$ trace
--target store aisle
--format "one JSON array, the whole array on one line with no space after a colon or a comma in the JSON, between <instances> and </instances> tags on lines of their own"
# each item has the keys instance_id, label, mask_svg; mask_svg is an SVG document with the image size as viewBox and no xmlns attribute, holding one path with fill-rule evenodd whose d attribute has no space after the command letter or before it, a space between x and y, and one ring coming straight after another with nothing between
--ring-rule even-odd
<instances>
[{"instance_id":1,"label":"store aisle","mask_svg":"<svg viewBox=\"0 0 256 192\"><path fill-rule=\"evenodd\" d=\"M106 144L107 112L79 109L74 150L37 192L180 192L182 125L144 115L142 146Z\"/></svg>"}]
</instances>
****************************************
# Aim of the exercise
Copy every line of the records above exactly as they stand, keeping each character, space and line break unchanged.

# Written solution
$ trace
--target store aisle
--format "one JSON array, the whole array on one line with no space after a colon or a comma in the JSON, between <instances> and </instances> tags on lines of their own"
# each item has the keys instance_id, label, mask_svg; mask_svg is an SVG document with the image size as viewBox and no xmlns attribute, holding one path with fill-rule evenodd whose d attribute has no space after the command letter or before it, a space between x and y, and one ring coming straight after another with nothing between
--ring-rule even-odd
<instances>
[{"instance_id":1,"label":"store aisle","mask_svg":"<svg viewBox=\"0 0 256 192\"><path fill-rule=\"evenodd\" d=\"M106 144L107 112L79 109L74 150L37 192L180 192L182 125L144 115L142 146Z\"/></svg>"}]
</instances>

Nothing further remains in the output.